Leave out all images and set down the records exactly as given.

○ ○ ○ ○ ○ ○ ○

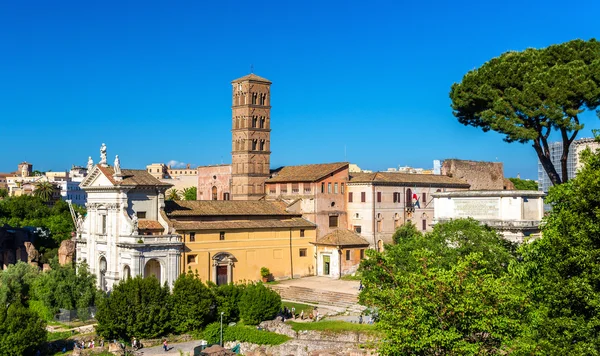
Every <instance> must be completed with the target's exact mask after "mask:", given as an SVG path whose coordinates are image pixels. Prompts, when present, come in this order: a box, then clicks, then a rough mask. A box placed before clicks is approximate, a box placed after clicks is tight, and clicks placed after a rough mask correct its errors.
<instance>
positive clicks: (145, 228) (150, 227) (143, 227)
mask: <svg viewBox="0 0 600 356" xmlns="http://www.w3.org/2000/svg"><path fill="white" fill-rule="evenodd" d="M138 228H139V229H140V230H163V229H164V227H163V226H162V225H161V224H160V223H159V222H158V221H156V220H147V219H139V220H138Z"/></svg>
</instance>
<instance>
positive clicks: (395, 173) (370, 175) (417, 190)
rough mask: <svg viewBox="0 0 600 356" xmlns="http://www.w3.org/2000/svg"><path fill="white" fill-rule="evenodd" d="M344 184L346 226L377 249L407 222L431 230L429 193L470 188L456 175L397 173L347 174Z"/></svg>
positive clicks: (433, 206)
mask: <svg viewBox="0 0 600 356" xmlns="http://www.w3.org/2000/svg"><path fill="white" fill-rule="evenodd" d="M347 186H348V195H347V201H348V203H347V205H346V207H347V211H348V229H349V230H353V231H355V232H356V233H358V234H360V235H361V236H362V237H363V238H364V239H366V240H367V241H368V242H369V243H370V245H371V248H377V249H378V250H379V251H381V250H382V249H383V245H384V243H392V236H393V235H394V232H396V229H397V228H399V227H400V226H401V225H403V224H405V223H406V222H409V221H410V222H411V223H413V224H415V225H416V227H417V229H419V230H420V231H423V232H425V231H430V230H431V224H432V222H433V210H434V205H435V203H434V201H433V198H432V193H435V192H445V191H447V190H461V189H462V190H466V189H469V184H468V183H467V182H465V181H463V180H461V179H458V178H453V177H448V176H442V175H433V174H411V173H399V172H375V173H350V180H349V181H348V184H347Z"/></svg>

○ ○ ○ ○ ○ ○ ○

- [Answer section]:
Every <instance> must be completed with the target's exact mask after "mask:", given as an SVG path whose coordinates are image pixels. Prompts, when present, come in this order: a box, then clicks, then a rough mask. A box placed before clicks is approximate, a box placed after clicks is tight, and clicks placed after a rough mask correct its errors.
<instance>
positive clicks: (145, 228) (150, 227) (143, 227)
mask: <svg viewBox="0 0 600 356" xmlns="http://www.w3.org/2000/svg"><path fill="white" fill-rule="evenodd" d="M138 228H139V229H140V230H163V229H164V227H163V226H162V225H161V224H160V223H159V222H158V221H156V220H147V219H139V220H138Z"/></svg>
</instance>
<instance>
positive clicks: (395, 173) (370, 175) (417, 190)
rough mask: <svg viewBox="0 0 600 356" xmlns="http://www.w3.org/2000/svg"><path fill="white" fill-rule="evenodd" d="M344 184L346 226L377 249L407 222L431 230L429 193L470 188L456 175L397 173L347 174Z"/></svg>
positive clicks: (433, 206)
mask: <svg viewBox="0 0 600 356" xmlns="http://www.w3.org/2000/svg"><path fill="white" fill-rule="evenodd" d="M347 186H348V195H347V201H348V203H347V205H346V207H347V211H348V229H349V230H353V231H355V232H356V233H358V234H360V235H361V236H362V237H363V238H364V239H366V240H367V241H368V242H369V243H370V245H371V248H377V249H378V250H379V251H381V250H382V249H383V245H384V243H392V236H393V235H394V232H396V229H397V228H399V227H400V226H401V225H403V224H405V223H406V222H409V221H410V222H411V223H413V224H415V225H416V227H417V229H419V230H420V231H423V232H425V231H430V230H431V224H432V222H433V210H434V205H435V203H434V201H433V198H432V193H435V192H445V191H447V190H461V189H462V190H466V189H469V184H468V183H467V182H465V181H463V180H461V179H458V178H453V177H448V176H442V175H433V174H411V173H399V172H375V173H350V180H349V181H348V184H347Z"/></svg>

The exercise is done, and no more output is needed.